OBJECTIF DE L'EXERCICE -
Convertissez en liste JSON de chaînes les lignes des enregistrements, à partir de celle qui contient « Expected: for every instance of the white t-shirt » et jusqu'à la fin des enregistrements, ces deux bornes comprises. Produisez une chaîne par ligne et omettez les lignes vides.

DONNÉES À TRAITER -
■ ■ ■ ■ ■
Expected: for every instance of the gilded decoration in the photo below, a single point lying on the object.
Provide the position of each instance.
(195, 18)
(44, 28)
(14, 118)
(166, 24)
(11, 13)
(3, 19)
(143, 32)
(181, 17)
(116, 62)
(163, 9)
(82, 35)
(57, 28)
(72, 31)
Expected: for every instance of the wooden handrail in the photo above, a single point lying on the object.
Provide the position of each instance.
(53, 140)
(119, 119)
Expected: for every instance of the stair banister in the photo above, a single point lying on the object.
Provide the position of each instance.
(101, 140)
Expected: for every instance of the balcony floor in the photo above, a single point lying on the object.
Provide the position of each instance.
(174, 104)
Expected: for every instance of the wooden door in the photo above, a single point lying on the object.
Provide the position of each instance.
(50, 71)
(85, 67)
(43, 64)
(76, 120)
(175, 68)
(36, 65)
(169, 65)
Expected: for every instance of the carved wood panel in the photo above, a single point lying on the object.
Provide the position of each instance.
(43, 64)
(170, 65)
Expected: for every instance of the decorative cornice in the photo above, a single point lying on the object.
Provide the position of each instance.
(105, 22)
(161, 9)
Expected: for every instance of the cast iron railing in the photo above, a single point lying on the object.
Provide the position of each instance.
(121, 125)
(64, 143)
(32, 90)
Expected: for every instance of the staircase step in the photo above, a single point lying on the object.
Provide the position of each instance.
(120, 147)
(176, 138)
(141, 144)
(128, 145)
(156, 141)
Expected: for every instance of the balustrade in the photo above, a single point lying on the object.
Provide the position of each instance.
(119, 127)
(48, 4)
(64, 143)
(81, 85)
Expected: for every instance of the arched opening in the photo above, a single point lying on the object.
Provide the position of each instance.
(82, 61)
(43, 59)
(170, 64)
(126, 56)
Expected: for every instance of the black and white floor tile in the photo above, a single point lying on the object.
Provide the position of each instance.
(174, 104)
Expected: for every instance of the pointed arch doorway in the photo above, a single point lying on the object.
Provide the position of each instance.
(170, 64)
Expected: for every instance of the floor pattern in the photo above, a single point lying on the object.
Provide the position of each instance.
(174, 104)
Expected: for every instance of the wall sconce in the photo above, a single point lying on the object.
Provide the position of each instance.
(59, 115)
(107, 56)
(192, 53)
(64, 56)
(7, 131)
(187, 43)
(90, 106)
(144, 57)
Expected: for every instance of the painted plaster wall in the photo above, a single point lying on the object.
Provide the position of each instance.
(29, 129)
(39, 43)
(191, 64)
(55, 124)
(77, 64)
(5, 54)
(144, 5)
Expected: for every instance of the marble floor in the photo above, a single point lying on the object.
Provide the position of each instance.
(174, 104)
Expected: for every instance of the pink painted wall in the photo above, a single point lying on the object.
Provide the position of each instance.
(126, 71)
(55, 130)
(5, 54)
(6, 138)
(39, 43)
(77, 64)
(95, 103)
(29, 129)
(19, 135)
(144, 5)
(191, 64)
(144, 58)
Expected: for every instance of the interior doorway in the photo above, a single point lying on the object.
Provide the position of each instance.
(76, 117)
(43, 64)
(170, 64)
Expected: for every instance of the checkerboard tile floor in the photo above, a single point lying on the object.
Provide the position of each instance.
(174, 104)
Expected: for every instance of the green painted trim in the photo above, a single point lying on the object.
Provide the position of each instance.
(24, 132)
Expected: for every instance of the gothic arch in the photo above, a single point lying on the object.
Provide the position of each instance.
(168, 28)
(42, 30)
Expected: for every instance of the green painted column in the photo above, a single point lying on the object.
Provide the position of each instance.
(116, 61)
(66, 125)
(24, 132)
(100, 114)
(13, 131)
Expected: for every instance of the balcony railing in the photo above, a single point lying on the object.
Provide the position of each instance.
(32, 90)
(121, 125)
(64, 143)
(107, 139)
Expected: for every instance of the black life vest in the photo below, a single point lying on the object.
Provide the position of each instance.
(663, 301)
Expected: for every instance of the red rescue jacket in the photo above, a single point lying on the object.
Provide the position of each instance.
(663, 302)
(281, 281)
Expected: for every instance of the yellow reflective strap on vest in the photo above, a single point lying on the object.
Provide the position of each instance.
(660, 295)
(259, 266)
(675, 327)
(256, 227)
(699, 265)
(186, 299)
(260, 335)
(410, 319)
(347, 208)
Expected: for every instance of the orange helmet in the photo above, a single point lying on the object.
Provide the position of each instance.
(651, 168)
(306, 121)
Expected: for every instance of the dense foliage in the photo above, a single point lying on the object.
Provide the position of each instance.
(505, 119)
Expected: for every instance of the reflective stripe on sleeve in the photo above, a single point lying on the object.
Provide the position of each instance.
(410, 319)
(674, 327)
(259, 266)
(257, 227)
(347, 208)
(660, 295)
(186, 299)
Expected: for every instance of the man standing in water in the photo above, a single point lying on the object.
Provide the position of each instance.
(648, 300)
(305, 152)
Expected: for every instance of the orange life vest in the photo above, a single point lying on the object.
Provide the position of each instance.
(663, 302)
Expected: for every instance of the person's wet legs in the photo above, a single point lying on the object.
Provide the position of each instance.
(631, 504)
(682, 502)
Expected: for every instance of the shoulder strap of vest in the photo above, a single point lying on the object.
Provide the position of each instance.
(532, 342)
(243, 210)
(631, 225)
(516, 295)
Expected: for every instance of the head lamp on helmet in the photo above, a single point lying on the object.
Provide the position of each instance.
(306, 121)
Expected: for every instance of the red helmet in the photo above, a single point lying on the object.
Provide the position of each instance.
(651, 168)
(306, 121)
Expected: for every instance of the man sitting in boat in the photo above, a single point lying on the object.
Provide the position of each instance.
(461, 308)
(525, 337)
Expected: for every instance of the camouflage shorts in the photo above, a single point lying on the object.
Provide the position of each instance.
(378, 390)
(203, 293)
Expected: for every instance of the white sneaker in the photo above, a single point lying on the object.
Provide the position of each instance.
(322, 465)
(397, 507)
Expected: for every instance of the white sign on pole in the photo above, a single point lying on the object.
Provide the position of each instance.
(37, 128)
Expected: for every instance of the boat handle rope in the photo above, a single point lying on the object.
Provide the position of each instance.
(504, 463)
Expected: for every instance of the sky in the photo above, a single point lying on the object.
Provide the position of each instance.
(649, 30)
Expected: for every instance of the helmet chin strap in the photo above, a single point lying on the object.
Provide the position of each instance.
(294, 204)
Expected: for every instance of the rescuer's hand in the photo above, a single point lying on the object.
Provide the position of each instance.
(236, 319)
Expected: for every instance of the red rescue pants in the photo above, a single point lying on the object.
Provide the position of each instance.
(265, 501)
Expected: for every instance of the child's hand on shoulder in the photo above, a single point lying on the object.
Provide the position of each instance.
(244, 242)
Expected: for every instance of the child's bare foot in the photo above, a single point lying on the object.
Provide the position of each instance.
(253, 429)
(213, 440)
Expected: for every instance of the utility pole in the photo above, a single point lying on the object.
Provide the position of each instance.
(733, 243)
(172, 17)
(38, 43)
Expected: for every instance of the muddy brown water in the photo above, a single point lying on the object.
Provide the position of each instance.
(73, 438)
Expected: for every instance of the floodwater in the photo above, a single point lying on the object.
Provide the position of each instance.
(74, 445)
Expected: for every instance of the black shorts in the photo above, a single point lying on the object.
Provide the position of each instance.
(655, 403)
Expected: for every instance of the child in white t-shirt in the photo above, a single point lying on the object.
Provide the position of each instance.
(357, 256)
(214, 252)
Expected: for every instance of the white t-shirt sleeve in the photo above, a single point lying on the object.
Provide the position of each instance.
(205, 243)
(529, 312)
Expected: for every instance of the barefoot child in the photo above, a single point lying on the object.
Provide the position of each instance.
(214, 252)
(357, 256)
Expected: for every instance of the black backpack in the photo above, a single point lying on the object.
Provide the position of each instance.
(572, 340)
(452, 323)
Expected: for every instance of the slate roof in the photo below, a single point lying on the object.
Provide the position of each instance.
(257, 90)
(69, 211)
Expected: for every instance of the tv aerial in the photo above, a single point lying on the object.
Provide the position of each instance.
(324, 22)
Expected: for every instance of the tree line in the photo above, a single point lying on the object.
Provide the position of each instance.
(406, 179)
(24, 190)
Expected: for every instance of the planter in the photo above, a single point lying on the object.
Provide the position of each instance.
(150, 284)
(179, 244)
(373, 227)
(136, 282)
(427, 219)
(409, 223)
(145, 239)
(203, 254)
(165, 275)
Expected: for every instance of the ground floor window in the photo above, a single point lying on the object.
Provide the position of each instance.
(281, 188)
■ ■ ■ ■ ■
RÉPONSE RÉDIGÉE -
[
  "Expected: for every instance of the white t-shirt sleeve in the photo above, a single point lying on the object.",
  "Provide the position of each instance.",
  "(205, 243)",
  "(529, 312)",
  "Expected: for every instance of the barefoot child in the photo above, a single point lying on the object.",
  "Provide the position of each instance.",
  "(214, 252)",
  "(357, 256)",
  "Expected: for every instance of the black backpack in the photo above, a single point lying on the object.",
  "Provide the position of each instance.",
  "(572, 340)",
  "(452, 323)",
  "Expected: for every instance of the slate roof in the photo below, a single point lying on the object.",
  "Provide the position of each instance.",
  "(257, 90)",
  "(69, 211)",
  "Expected: for every instance of the tv aerial in the photo above, a single point lying on the object.",
  "Provide the position of each instance.",
  "(324, 22)",
  "Expected: for every instance of the tree line in the photo above, a single point lying on the object.",
  "Provide the position of each instance.",
  "(406, 179)",
  "(24, 190)",
  "Expected: for every instance of the planter in the photo above, a single point lying on the object.",
  "Provide the position of each instance.",
  "(150, 284)",
  "(179, 244)",
  "(373, 227)",
  "(136, 282)",
  "(427, 219)",
  "(409, 223)",
  "(145, 239)",
  "(203, 254)",
  "(165, 275)",
  "Expected: for every instance of the ground floor window in the photo above, a single point lying on the object.",
  "Provide the position of each instance.",
  "(281, 188)"
]